**PROBLEM DESCRIPTION**.
In the data below, repeat the line containing "Query: white flower on birdhouse" and every following line exactly, up to and including the last line. Exclude pictures.

**RECORDS FOR THIS TASK**.
┌────────

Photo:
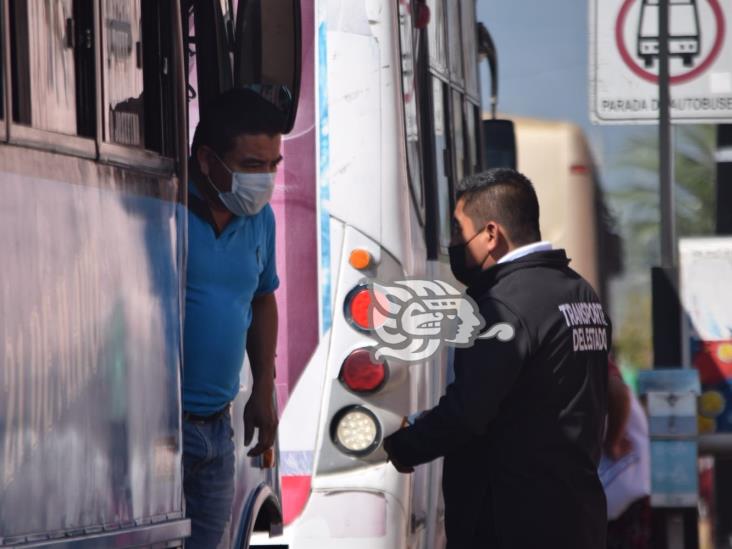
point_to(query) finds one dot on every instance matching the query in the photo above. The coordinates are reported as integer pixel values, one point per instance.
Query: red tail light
(361, 374)
(358, 308)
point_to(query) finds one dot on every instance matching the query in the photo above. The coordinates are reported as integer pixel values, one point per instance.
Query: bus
(556, 157)
(684, 31)
(388, 122)
(93, 173)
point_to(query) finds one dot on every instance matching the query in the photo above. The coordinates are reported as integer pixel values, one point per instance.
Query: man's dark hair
(505, 196)
(233, 113)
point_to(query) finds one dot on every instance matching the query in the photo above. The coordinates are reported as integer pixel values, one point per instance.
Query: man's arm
(618, 412)
(261, 345)
(485, 373)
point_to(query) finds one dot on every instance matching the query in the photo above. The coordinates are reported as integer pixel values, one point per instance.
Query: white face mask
(249, 193)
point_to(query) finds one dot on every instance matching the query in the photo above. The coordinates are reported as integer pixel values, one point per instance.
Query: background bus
(574, 215)
(93, 158)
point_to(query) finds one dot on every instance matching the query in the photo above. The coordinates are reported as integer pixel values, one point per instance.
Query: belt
(195, 418)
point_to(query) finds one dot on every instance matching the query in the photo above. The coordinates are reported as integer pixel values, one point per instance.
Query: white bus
(366, 192)
(556, 157)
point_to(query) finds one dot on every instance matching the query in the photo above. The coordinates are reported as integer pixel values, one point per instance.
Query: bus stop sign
(624, 61)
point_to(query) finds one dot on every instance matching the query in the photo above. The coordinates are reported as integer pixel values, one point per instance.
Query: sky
(543, 56)
(543, 59)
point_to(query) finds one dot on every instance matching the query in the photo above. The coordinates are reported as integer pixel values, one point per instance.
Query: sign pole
(669, 257)
(673, 527)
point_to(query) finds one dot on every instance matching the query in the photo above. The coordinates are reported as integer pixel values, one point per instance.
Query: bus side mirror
(499, 144)
(267, 52)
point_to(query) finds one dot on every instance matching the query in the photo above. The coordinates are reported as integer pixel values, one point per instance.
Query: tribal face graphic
(414, 318)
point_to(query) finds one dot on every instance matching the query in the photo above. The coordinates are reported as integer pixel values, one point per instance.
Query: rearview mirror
(499, 144)
(267, 52)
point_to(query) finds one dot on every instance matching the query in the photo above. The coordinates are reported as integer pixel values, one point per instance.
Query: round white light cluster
(356, 431)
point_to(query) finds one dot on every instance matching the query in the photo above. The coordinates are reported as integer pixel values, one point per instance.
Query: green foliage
(637, 204)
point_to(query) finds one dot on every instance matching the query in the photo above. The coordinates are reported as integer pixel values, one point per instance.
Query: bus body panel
(363, 201)
(91, 331)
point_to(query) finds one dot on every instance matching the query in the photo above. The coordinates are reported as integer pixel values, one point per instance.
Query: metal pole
(665, 142)
(675, 527)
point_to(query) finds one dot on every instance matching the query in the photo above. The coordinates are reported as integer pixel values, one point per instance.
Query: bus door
(91, 168)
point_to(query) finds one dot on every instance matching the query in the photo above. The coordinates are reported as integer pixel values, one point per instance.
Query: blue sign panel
(674, 473)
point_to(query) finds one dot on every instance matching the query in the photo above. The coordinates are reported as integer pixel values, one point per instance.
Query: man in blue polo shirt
(230, 304)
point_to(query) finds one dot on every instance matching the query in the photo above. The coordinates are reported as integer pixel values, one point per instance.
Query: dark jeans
(208, 479)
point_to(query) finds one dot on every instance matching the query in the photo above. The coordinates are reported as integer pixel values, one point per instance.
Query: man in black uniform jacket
(521, 426)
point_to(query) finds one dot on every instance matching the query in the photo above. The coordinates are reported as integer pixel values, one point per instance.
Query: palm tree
(638, 201)
(637, 204)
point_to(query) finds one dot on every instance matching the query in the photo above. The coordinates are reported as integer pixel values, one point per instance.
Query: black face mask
(460, 270)
(463, 273)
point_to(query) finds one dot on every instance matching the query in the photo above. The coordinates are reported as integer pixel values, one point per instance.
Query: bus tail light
(358, 308)
(355, 431)
(361, 374)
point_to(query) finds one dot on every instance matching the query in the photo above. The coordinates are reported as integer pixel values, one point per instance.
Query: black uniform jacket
(521, 426)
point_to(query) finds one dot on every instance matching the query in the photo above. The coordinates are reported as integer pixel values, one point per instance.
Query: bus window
(51, 72)
(442, 166)
(471, 137)
(267, 55)
(436, 35)
(124, 122)
(458, 141)
(454, 41)
(470, 47)
(409, 89)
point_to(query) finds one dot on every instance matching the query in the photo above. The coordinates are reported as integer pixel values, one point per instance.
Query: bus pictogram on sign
(625, 59)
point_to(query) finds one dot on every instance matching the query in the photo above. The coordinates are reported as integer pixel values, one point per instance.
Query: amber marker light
(360, 259)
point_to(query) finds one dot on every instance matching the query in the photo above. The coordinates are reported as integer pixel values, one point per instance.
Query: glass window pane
(455, 40)
(122, 70)
(409, 87)
(470, 135)
(470, 47)
(44, 90)
(442, 181)
(436, 35)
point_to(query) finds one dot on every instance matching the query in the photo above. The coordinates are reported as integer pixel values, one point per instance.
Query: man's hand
(387, 448)
(260, 413)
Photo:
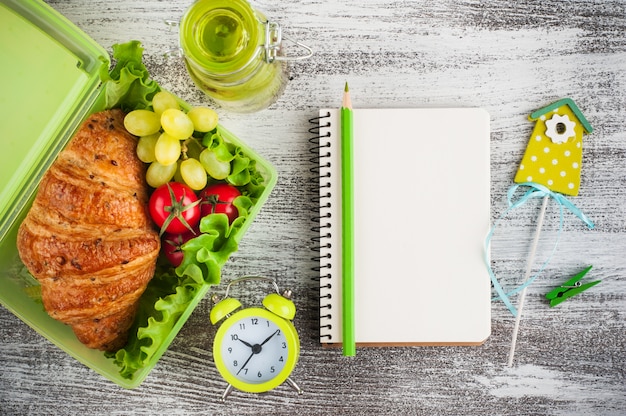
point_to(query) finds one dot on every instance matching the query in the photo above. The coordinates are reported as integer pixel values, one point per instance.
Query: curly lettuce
(171, 291)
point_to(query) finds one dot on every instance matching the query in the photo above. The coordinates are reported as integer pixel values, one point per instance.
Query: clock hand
(247, 344)
(256, 348)
(246, 363)
(270, 337)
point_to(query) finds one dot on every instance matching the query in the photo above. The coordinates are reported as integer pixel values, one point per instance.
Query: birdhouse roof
(565, 101)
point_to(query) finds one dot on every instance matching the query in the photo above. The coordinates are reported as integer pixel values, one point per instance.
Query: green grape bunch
(167, 144)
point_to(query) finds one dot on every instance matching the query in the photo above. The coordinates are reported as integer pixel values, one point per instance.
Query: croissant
(88, 238)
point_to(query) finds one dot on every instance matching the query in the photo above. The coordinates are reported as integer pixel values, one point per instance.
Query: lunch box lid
(49, 80)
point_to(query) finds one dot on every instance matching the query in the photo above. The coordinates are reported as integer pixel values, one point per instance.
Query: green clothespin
(570, 288)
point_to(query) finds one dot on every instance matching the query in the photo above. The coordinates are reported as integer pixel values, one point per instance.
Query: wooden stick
(529, 265)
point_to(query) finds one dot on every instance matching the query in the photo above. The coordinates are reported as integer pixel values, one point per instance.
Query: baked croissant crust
(88, 238)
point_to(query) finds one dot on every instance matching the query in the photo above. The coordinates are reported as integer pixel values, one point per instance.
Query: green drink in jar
(232, 53)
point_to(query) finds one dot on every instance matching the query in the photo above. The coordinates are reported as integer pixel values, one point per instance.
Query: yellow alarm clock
(255, 349)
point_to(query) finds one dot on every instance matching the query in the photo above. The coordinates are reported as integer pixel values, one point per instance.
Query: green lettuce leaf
(171, 291)
(128, 85)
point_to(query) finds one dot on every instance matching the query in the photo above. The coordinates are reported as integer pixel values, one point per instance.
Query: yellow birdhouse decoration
(553, 157)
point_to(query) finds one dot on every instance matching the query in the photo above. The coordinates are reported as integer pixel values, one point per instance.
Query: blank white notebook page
(421, 215)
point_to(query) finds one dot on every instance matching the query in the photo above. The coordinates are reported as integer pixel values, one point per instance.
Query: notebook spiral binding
(321, 150)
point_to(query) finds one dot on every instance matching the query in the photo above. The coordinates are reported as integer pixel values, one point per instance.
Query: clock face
(256, 350)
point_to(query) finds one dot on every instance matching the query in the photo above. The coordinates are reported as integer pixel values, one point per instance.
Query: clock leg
(294, 385)
(228, 390)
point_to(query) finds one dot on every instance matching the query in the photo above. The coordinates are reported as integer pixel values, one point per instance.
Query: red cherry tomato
(218, 198)
(174, 207)
(171, 246)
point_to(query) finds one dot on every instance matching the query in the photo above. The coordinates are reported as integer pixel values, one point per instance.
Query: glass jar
(233, 54)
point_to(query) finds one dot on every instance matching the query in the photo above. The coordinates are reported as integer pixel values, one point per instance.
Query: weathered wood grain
(509, 57)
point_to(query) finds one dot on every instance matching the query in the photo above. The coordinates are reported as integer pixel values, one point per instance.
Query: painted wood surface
(509, 57)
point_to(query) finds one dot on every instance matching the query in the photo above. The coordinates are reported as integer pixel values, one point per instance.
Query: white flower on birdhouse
(560, 128)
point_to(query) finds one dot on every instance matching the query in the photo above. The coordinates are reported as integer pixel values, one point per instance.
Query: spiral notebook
(421, 215)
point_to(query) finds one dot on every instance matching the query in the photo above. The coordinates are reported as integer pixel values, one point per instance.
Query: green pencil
(347, 244)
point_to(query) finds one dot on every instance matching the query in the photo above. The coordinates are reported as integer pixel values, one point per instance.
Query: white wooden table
(509, 57)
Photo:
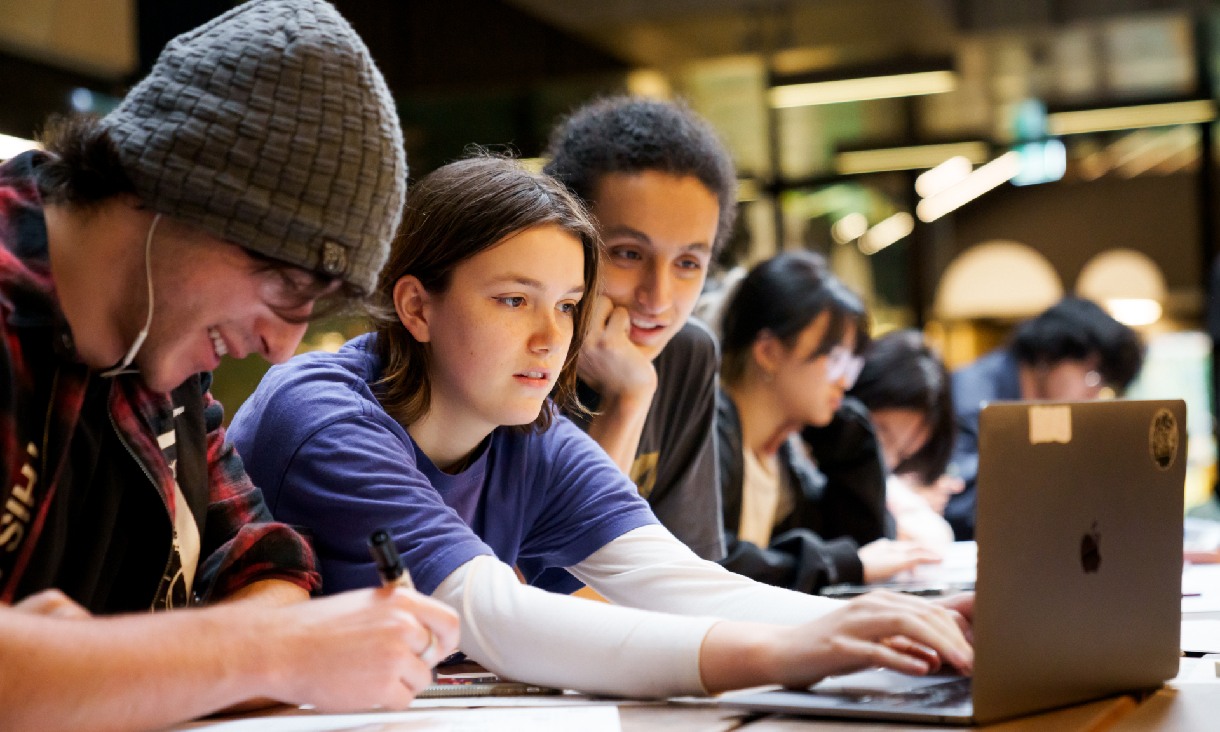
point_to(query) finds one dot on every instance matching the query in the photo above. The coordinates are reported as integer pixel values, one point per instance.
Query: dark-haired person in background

└────────

**RESPONSE**.
Query: white flower on birdhouse
(560, 128)
point_to(query) finds one dot on every instance matching the query in the photo above. The coordinates are reported as integer pixel values, one point per instance.
Query: spiral notebook
(421, 215)
point_to(query) finds one dot on every instance matching the query in the photo above. The coordinates are reported as integer pixel values, one point per instance.
Query: green pencil
(347, 244)
point_to(query) finds one dot on every instance matching the query in the photo above. The coordinates are reported as integer pixel values, one point per instance.
Query: white wooden table
(509, 57)
Photo:
point_to(query) finds one dot on every instance matching the query in the photo above. The coordinates are reported as integer pixel values, one point per instance.
Query: dark-haired person in background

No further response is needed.